**Records for this task**

========================================

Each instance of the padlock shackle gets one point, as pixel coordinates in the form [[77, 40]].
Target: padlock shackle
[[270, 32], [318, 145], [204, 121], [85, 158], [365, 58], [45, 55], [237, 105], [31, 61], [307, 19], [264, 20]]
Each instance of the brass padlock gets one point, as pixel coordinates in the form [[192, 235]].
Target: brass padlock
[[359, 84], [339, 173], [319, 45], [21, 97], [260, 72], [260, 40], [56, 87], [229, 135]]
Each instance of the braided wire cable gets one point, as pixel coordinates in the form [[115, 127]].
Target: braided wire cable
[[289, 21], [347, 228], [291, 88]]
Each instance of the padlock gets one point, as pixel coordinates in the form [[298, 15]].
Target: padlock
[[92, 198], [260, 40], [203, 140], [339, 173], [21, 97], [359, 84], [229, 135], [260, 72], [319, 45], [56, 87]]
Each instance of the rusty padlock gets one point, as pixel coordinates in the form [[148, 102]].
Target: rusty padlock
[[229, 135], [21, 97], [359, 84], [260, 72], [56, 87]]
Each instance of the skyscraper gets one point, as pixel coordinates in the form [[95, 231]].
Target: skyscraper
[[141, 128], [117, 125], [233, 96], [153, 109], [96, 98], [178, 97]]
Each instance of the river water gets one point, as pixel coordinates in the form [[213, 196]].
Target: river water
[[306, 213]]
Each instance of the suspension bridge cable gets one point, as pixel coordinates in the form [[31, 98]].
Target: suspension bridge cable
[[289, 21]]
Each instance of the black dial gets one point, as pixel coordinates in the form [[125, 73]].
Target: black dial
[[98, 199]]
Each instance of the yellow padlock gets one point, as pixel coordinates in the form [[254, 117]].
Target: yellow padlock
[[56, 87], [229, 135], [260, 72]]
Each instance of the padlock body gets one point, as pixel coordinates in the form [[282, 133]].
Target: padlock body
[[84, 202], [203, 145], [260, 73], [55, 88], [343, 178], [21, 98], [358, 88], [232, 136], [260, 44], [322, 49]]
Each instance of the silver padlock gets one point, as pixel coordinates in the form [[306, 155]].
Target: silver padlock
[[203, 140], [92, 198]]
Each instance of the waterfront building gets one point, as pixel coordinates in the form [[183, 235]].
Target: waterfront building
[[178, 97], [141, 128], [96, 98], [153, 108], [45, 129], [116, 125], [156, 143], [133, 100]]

========================================

**What the task requires**
Can you turn the listing lines from the line with "Each instance of the river" to the line with "[[306, 213]]", both included, into a numbered list that skips any blank lines?

**Right answer**
1. Each instance of the river water gets one point, as pixel coordinates in the form [[213, 196]].
2. Target: river water
3. [[306, 213]]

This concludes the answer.